> _Document section_

---------------

[pumpkin]

This is the question:
How many millilitres of 0.200 M HCl must be added to 50.0 mL of a 0.200 M
solution of NH3 in order to prepare a buffer that has a pH of 8.60? 
Kb of NH3 = 1.8 x 10^-5

We haven't done any examples like this in class, and I couldn't find anything similar in the textbook I own.
This is how far I've gotten:

moles NH3=0.05L*(0.200mol/1L)=0.01 moles NH3
Kb(NH3)=1.8 x 10^-5   Therefore pKb=-log(1.8 x 10^-5)=4.74
So to have a pH of 8.60, the pOH must be 14-8.6= 5.40

--> pOH=pKb+log([salt]/[base])
Therefore the log([salt]/[base])=5.40-4.74=0.66  -> ([salt]/[base])=10^0.66 = 4.571
So i must have 4.571 parts salt per 1 part base, correct?

---------------

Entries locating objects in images
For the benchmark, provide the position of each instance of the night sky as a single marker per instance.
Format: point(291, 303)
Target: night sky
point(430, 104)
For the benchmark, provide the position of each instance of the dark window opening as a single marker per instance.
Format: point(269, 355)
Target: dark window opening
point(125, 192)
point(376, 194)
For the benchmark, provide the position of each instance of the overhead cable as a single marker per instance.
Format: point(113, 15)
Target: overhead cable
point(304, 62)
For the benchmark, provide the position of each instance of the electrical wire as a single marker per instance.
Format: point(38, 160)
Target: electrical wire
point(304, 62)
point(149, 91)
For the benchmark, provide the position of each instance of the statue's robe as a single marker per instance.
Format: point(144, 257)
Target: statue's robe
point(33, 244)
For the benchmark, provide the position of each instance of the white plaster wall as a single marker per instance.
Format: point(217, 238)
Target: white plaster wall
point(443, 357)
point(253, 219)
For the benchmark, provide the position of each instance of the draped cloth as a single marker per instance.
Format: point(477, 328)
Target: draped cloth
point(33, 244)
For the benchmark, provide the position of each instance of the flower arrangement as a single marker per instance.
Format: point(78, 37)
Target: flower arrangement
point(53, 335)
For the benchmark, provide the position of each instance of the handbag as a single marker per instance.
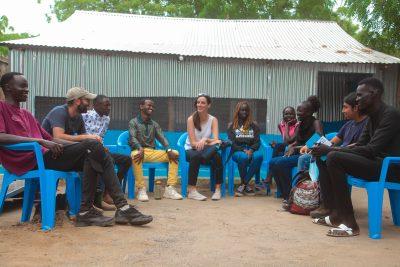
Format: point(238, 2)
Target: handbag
point(305, 196)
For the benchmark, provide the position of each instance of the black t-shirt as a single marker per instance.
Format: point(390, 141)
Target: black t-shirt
point(59, 117)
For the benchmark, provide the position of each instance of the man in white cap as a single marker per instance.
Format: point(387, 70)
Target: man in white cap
point(65, 121)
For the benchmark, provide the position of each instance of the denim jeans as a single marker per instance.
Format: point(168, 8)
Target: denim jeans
point(248, 167)
point(281, 170)
point(90, 157)
point(303, 163)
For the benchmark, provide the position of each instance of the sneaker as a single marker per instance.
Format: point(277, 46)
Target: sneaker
point(93, 217)
point(217, 195)
point(240, 190)
point(194, 194)
point(142, 195)
point(248, 191)
point(260, 186)
point(320, 212)
point(170, 192)
point(104, 206)
point(132, 216)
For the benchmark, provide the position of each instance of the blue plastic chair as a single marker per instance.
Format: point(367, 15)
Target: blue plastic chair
point(184, 168)
point(47, 179)
point(375, 198)
point(328, 136)
point(232, 166)
point(124, 148)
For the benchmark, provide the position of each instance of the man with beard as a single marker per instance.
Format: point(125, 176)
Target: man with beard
point(65, 121)
point(88, 156)
point(380, 139)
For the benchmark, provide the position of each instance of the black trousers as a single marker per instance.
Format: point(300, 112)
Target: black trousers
point(196, 158)
point(90, 157)
point(123, 163)
point(333, 178)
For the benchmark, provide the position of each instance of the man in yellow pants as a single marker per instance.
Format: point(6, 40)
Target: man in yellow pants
point(143, 132)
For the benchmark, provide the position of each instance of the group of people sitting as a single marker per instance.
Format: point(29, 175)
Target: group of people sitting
point(71, 137)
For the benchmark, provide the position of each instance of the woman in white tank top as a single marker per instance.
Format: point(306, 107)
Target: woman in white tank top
point(200, 148)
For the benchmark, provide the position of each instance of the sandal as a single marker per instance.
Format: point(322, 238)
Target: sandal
point(323, 221)
point(342, 231)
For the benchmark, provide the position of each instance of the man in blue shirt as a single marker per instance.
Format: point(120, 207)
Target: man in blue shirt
point(347, 135)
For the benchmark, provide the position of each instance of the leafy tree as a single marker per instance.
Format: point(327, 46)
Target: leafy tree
point(5, 27)
point(380, 21)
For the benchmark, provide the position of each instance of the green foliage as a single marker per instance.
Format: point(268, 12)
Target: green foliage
point(5, 27)
point(381, 23)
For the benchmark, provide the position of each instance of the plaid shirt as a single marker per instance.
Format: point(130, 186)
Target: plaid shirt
point(143, 134)
point(96, 124)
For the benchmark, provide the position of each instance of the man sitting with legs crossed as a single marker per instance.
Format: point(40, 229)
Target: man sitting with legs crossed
point(18, 125)
point(143, 131)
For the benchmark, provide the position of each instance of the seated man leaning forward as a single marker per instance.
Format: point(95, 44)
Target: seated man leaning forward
point(18, 125)
point(97, 121)
point(143, 132)
point(380, 138)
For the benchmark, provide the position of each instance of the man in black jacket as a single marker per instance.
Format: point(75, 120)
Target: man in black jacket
point(381, 138)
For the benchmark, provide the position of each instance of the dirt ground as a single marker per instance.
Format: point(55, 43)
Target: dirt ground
point(234, 231)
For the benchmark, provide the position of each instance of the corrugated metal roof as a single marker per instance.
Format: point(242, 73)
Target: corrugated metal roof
point(295, 40)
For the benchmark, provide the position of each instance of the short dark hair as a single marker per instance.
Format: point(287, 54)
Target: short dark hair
point(314, 103)
point(143, 101)
point(7, 77)
point(374, 83)
point(99, 99)
point(288, 107)
point(350, 99)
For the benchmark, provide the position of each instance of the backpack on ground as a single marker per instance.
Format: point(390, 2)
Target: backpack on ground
point(305, 195)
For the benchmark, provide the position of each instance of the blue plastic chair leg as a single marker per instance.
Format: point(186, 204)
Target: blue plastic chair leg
point(257, 177)
point(152, 175)
point(375, 201)
point(30, 187)
point(212, 181)
point(73, 192)
point(394, 196)
point(48, 196)
point(131, 184)
point(184, 179)
point(231, 178)
point(4, 187)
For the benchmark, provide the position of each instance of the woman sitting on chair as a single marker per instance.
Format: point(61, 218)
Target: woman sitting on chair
point(245, 136)
point(201, 147)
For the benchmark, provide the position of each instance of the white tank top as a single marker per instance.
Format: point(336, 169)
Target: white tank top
point(204, 133)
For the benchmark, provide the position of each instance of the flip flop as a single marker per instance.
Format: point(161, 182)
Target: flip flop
point(342, 231)
point(323, 221)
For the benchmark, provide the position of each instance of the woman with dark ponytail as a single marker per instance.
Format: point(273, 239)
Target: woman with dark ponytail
point(281, 167)
point(201, 145)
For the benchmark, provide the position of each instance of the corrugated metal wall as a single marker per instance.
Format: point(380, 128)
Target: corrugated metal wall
point(53, 72)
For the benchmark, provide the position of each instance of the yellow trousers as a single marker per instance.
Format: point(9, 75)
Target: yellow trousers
point(153, 155)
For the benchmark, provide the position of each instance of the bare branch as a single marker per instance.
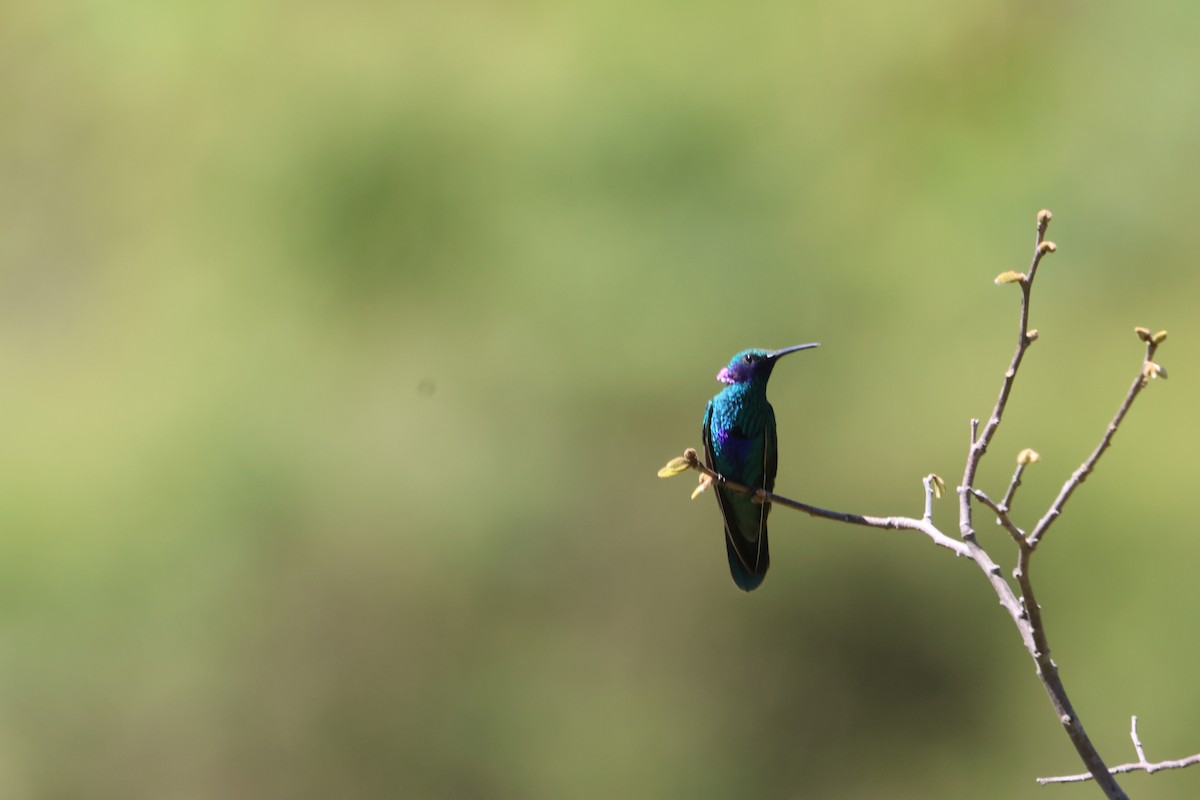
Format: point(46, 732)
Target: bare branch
point(1001, 517)
point(924, 525)
point(1024, 338)
point(1140, 765)
point(1145, 372)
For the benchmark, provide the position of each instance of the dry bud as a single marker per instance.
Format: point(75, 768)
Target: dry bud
point(1152, 371)
point(673, 467)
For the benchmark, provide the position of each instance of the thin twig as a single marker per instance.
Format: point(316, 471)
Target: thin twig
point(1140, 765)
point(1089, 464)
point(1013, 485)
point(889, 523)
point(979, 444)
point(1001, 517)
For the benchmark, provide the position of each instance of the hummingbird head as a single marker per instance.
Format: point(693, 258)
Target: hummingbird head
point(755, 365)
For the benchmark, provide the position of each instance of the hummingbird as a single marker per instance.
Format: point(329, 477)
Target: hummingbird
point(742, 444)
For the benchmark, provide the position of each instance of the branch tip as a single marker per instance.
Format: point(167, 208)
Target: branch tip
point(1029, 456)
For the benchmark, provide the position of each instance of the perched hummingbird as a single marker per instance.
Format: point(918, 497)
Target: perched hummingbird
point(741, 444)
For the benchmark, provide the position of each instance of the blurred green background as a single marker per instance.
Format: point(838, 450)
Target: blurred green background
point(340, 344)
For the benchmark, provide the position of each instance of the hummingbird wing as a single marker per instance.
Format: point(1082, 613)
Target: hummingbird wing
point(745, 521)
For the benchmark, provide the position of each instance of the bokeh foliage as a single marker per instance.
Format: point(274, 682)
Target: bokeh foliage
point(341, 342)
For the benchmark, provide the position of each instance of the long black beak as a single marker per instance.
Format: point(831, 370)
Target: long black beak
point(792, 349)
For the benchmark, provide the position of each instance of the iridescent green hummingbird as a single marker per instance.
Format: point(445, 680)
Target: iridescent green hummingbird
point(741, 443)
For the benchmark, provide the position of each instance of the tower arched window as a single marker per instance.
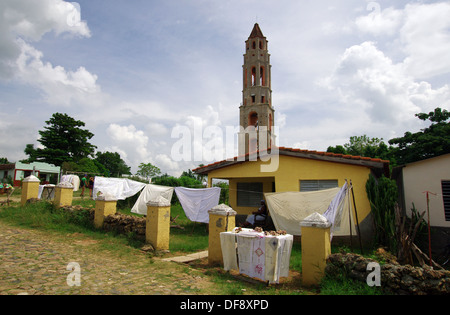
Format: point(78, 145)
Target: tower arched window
point(253, 119)
point(253, 76)
point(262, 78)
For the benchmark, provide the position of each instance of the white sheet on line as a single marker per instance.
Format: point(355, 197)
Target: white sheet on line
point(116, 188)
point(151, 192)
point(197, 202)
point(259, 256)
point(288, 209)
point(73, 179)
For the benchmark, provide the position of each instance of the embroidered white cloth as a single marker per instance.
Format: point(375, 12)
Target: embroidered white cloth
point(197, 202)
point(257, 256)
point(151, 192)
point(73, 179)
point(46, 192)
point(117, 188)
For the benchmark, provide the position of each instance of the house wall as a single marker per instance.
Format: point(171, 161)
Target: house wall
point(424, 176)
point(288, 175)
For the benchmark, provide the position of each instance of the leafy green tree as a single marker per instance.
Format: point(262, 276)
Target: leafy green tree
point(429, 142)
point(364, 146)
point(113, 163)
point(148, 170)
point(63, 140)
point(383, 195)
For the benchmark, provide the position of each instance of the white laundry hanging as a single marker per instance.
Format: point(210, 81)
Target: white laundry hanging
point(73, 179)
point(116, 188)
point(288, 209)
point(197, 202)
point(257, 255)
point(149, 193)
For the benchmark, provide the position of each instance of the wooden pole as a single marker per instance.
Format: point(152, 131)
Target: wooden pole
point(350, 220)
point(356, 217)
point(429, 227)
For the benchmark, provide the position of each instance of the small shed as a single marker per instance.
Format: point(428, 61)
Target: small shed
point(47, 173)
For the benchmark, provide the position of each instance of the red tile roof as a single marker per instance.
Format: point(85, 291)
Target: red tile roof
point(319, 155)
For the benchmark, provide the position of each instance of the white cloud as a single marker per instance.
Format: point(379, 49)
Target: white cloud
point(379, 94)
point(423, 30)
point(60, 87)
point(30, 20)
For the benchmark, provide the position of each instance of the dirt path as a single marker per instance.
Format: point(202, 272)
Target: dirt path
point(35, 262)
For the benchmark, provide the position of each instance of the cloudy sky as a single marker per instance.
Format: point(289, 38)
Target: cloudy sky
point(140, 73)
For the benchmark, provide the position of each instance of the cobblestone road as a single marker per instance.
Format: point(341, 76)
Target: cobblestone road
point(35, 262)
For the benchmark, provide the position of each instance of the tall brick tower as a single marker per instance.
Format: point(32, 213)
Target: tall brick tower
point(256, 111)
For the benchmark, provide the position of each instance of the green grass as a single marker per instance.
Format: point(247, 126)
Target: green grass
point(192, 238)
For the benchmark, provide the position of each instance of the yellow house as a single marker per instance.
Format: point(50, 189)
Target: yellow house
point(251, 176)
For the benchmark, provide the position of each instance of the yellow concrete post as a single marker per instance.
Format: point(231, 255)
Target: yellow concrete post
point(157, 230)
point(221, 219)
point(63, 195)
point(104, 207)
point(316, 247)
point(30, 189)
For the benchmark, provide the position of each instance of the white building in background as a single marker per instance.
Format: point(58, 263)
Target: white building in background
point(47, 173)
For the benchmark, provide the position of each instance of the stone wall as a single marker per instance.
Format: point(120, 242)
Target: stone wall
point(119, 223)
point(395, 278)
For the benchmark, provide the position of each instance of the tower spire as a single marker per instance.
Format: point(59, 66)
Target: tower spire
point(256, 111)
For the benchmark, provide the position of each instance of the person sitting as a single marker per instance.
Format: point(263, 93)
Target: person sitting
point(259, 215)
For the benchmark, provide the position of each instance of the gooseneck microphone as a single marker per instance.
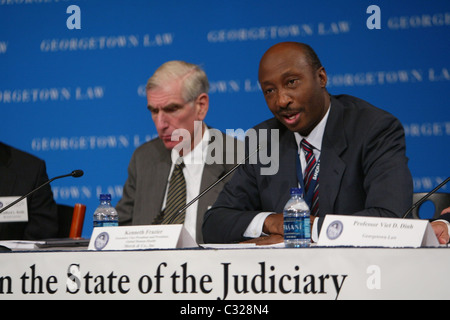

---------------

> _Problem 1_
What pOH does the ammonia buffer post say is needed for a pH of 8.60?
> _Problem 2_
Echo the stretch of the ammonia buffer post from "This is the" through "--> pOH=pKb+log([salt]/[base])".
> _Problem 3_
Carry on the ammonia buffer post from the point where it stops.

> _Final answer 1_
5.40

> _Final answer 2_
This is the question:
How many millilitres of 0.200 M HCl must be added to 50.0 mL of a 0.200 M
solution of NH3 in order to prepare a buffer that has a pH of 8.60? 
Kb of NH3 = 1.8 x 10^-5

We haven't done any examples like this in class, and I couldn't find anything similar in the textbook I own.
This is how far I've gotten:

moles NH3=0.05L*(0.200mol/1L)=0.01 moles NH3
Kb(NH3)=1.8 x 10^-5   Therefore pKb=-log(1.8 x 10^-5)=4.74
So to have a pH of 8.60, the pOH must be 14-8.6= 5.40

--> pOH=pKb+log([salt]/[base])

> _Final answer 3_
I'm not sure where to go from here. I've been working on this for the past hour or two and just can seem to figure it out. Thanks for your help,
-pumpkin

[UG]

You have got the number of moles of base as 0.01 mol, when you add HCl to the solution, the amount of base is going to decrease down to say 0.01 - x while the increase in the salt NH₄⁺ is going to be x mol. Substitute this back into the original equation to find the amount of salt, this is going to be the same as the amount of HCl you have added, finding the volume of HCl then should be easy.

[pumpkin]

I don't really understand what to do based on your explanation

[UG]

Ok, let me try again...
So when you added HCl to the ammonia solution, the reaction that occurs is HCl + NH₃  NH₄⁺ + Cl^-
You have used the equation pOH=pKb+log([salt]/[base]) to find that ([salt]/[base]) = 4.571
The equation here is working in concentration units of base and salt but working with mol is also ok.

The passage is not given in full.